--- Provided information ---
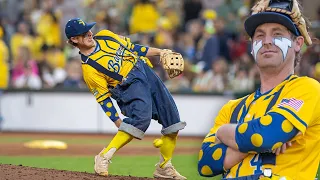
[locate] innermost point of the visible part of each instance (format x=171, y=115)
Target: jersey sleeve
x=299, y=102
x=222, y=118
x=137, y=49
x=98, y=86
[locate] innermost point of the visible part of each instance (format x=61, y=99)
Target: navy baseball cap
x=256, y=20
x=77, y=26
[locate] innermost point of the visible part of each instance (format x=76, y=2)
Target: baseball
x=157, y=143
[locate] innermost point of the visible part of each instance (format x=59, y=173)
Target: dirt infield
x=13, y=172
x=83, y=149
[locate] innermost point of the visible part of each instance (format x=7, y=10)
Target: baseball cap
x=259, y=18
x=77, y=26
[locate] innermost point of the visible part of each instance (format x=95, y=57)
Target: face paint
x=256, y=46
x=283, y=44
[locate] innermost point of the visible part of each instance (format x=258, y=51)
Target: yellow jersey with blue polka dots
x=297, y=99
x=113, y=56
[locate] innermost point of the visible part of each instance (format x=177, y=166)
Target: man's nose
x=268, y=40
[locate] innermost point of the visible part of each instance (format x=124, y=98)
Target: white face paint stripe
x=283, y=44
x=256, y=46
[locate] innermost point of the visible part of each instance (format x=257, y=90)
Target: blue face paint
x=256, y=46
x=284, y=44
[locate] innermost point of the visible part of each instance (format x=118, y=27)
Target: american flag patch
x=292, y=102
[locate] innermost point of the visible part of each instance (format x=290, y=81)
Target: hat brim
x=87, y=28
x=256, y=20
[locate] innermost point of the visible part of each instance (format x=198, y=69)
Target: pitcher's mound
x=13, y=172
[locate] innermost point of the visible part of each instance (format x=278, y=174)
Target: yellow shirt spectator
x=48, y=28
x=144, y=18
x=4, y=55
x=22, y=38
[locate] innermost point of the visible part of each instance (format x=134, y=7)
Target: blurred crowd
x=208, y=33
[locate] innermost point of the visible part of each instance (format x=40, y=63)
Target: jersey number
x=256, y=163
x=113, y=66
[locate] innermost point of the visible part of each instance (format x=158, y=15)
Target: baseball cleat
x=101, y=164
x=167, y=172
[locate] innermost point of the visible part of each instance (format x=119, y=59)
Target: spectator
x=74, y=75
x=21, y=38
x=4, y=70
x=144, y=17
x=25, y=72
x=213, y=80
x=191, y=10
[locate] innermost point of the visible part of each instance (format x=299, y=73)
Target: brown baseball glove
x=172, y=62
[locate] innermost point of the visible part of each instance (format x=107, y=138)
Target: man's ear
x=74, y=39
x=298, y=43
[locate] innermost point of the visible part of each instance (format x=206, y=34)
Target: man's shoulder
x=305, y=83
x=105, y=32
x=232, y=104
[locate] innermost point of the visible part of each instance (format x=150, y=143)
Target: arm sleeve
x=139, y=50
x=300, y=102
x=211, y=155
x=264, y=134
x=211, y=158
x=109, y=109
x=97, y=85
---
--- Provided information ---
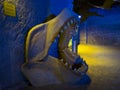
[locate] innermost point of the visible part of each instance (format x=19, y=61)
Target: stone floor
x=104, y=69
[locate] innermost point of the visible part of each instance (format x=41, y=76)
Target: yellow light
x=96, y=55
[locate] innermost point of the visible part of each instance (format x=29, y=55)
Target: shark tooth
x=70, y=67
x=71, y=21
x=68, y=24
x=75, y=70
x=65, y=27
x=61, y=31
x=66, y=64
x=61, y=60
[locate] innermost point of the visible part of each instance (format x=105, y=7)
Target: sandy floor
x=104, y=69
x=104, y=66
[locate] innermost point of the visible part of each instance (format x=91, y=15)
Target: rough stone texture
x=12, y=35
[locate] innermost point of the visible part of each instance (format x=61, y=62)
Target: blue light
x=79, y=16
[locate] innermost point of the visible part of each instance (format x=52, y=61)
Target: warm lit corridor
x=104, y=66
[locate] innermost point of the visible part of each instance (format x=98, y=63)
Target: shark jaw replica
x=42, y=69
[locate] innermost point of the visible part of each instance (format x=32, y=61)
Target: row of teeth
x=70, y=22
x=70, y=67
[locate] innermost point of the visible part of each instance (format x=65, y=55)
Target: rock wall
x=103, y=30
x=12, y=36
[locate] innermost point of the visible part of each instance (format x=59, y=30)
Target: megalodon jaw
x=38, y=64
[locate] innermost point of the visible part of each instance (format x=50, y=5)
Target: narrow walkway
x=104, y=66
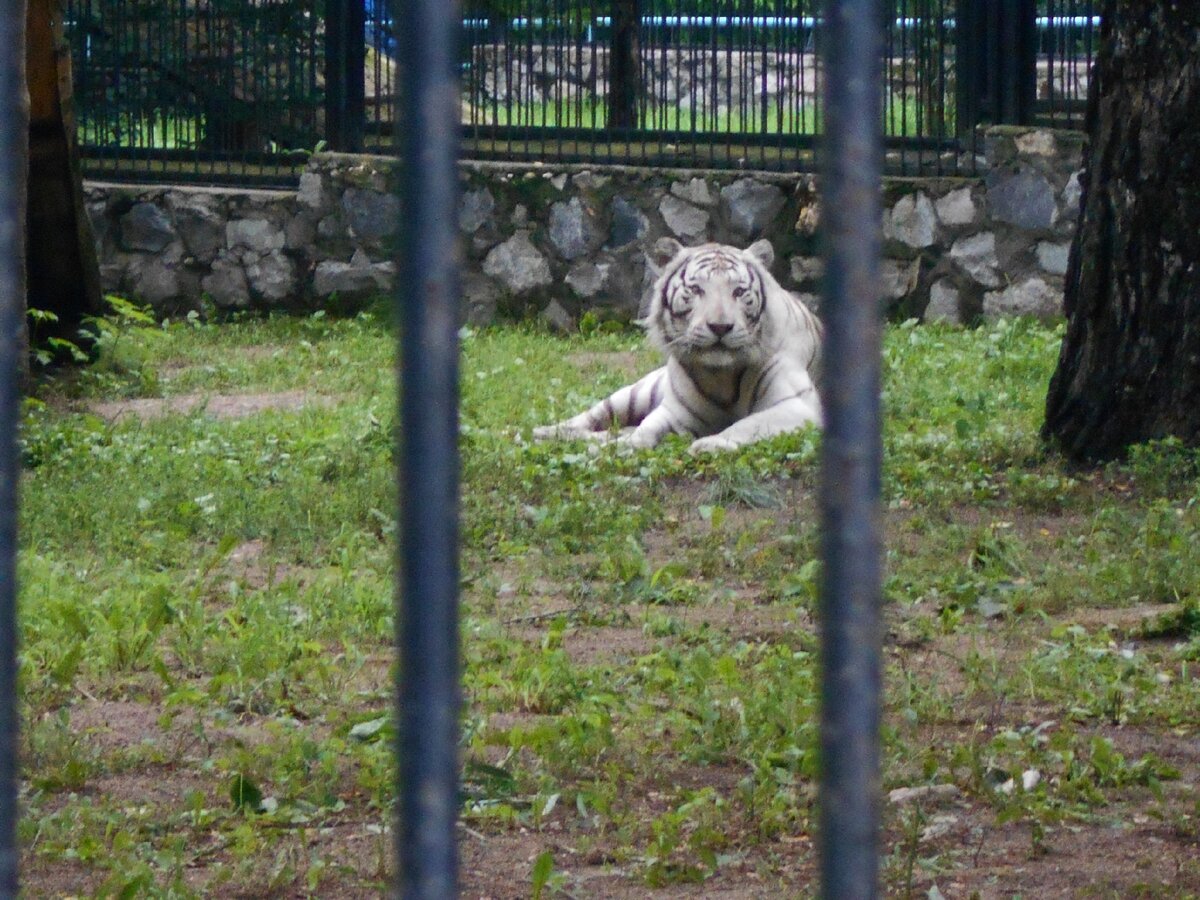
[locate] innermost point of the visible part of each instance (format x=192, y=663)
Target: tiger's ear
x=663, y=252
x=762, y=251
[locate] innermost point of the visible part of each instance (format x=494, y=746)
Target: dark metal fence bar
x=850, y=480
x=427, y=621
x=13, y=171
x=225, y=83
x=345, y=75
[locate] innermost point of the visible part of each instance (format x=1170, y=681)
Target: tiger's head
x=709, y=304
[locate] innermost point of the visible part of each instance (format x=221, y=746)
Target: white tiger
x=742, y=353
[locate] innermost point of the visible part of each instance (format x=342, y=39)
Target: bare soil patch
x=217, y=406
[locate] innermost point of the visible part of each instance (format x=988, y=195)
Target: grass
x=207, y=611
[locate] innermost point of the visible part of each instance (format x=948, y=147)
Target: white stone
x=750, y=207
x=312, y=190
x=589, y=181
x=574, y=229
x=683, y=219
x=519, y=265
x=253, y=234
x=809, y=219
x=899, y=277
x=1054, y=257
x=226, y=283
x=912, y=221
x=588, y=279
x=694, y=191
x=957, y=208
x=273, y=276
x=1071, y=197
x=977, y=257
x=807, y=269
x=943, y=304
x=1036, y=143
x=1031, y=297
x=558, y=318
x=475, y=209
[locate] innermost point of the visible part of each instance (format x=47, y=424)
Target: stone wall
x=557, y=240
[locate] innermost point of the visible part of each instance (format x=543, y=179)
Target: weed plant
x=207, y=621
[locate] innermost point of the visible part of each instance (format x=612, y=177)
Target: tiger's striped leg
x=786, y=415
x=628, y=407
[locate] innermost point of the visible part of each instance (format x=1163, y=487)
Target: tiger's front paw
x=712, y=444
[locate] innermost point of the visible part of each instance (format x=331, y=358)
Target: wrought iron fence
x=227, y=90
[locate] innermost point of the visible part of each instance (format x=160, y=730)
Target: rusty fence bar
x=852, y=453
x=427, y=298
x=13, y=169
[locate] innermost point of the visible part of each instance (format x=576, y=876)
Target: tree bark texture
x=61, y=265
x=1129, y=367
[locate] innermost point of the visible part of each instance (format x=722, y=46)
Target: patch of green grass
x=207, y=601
---
--- Provided information ---
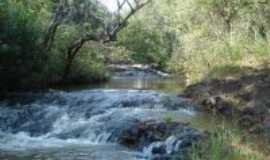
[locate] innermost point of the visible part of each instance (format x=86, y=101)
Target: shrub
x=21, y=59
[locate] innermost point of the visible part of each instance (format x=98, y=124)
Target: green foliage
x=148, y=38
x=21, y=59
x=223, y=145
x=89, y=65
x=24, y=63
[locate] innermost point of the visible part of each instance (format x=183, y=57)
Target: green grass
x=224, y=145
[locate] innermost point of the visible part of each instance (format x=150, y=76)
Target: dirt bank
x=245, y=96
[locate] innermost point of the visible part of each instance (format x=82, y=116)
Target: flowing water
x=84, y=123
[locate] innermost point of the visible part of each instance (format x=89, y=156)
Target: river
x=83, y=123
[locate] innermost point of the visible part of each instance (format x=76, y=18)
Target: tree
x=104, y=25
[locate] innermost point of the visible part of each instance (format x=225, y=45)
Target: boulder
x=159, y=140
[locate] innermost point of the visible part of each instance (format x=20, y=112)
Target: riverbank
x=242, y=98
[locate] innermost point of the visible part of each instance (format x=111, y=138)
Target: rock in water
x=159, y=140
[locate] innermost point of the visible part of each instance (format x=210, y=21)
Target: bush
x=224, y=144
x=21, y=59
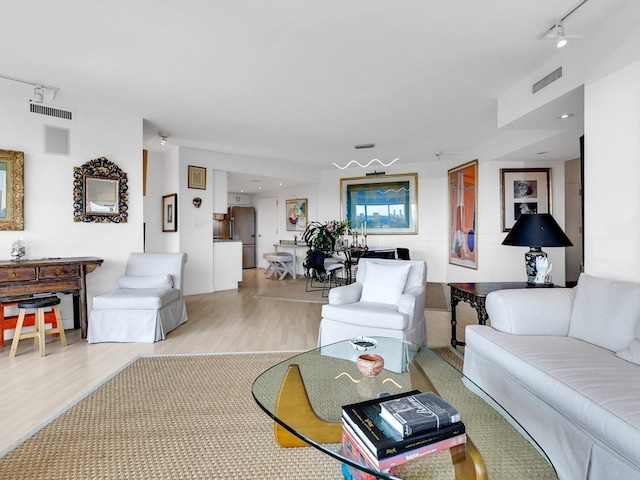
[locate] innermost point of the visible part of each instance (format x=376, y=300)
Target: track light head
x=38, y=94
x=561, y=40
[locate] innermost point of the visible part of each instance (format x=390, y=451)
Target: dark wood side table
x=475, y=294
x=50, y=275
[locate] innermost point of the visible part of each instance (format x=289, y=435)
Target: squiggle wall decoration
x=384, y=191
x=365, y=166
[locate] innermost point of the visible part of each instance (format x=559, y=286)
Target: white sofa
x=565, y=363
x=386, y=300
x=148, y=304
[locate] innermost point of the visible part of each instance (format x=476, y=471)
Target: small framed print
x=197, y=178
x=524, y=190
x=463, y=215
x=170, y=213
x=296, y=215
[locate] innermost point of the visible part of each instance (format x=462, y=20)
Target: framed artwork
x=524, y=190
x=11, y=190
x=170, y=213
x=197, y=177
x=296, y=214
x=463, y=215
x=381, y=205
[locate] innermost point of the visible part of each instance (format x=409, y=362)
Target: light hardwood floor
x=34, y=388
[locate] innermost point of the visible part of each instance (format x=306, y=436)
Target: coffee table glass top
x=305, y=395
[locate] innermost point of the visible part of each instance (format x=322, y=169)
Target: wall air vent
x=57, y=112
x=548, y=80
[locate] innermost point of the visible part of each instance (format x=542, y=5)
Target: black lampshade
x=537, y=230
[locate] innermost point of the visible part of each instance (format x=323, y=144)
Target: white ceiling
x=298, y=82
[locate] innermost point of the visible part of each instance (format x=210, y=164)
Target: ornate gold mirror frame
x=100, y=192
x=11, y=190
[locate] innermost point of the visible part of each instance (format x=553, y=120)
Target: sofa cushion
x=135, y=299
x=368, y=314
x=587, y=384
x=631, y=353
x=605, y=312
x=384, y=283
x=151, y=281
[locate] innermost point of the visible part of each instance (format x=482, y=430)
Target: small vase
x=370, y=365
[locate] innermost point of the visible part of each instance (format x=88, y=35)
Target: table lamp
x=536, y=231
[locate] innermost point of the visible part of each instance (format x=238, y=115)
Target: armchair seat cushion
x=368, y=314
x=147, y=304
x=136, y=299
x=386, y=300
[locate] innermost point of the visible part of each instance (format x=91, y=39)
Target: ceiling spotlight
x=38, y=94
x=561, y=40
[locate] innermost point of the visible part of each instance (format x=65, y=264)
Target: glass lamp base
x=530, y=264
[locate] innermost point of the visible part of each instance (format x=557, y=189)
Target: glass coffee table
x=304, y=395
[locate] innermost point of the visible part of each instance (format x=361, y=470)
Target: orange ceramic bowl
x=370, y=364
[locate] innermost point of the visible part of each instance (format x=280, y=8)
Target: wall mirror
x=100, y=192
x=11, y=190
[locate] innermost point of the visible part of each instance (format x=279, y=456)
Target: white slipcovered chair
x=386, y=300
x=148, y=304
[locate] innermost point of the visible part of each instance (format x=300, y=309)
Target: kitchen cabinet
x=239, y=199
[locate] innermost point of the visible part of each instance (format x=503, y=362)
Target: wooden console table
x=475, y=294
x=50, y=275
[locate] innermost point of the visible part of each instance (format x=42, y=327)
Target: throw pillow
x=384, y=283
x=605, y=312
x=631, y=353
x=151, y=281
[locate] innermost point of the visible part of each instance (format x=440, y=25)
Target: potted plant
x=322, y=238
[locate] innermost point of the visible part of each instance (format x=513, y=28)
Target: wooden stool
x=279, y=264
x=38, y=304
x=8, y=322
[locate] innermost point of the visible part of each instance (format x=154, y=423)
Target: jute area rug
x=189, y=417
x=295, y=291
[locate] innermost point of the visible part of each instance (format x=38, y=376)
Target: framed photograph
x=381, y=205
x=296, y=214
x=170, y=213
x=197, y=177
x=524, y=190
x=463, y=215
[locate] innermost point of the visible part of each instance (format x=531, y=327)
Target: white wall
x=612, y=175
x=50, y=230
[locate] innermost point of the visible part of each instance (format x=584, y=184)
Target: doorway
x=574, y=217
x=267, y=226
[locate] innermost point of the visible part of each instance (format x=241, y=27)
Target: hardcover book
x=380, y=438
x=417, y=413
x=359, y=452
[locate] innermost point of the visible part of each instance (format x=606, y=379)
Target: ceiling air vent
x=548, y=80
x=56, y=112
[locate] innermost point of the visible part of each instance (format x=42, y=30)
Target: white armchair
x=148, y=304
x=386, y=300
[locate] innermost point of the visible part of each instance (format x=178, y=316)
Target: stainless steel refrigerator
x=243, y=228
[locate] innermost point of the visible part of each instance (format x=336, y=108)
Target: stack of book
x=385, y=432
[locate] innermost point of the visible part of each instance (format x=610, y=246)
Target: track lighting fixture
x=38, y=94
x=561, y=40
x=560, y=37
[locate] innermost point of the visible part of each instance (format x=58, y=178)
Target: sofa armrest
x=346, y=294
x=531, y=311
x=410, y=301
---
* _Task instructions_:
Of the lines above, retype only those from the line containing "(format x=171, y=115)" through the line containing "(format x=258, y=51)", including both, exactly.

* _Answer to this problem_:
[locate] innermost point of the visible part of each instance (format x=171, y=115)
Target: jersey sleeve
x=299, y=102
x=222, y=118
x=137, y=49
x=98, y=86
[locate] innermost point of the visible part of each instance (format x=61, y=99)
Target: navy baseball cap
x=256, y=20
x=77, y=26
[locate] innermost point of the visible part of each instance (format x=76, y=2)
Target: baseball
x=157, y=143
[locate] innermost point of the visible part of each instance (format x=59, y=173)
Target: dirt infield
x=13, y=172
x=83, y=149
[locate] innermost point of the visible part of each instance (format x=7, y=10)
Target: baseball cap
x=259, y=18
x=77, y=26
[locate] innermost point of the visible part of each instance (format x=95, y=57)
Target: face paint
x=256, y=46
x=283, y=44
[locate] innermost point of the visible part of each instance (format x=258, y=51)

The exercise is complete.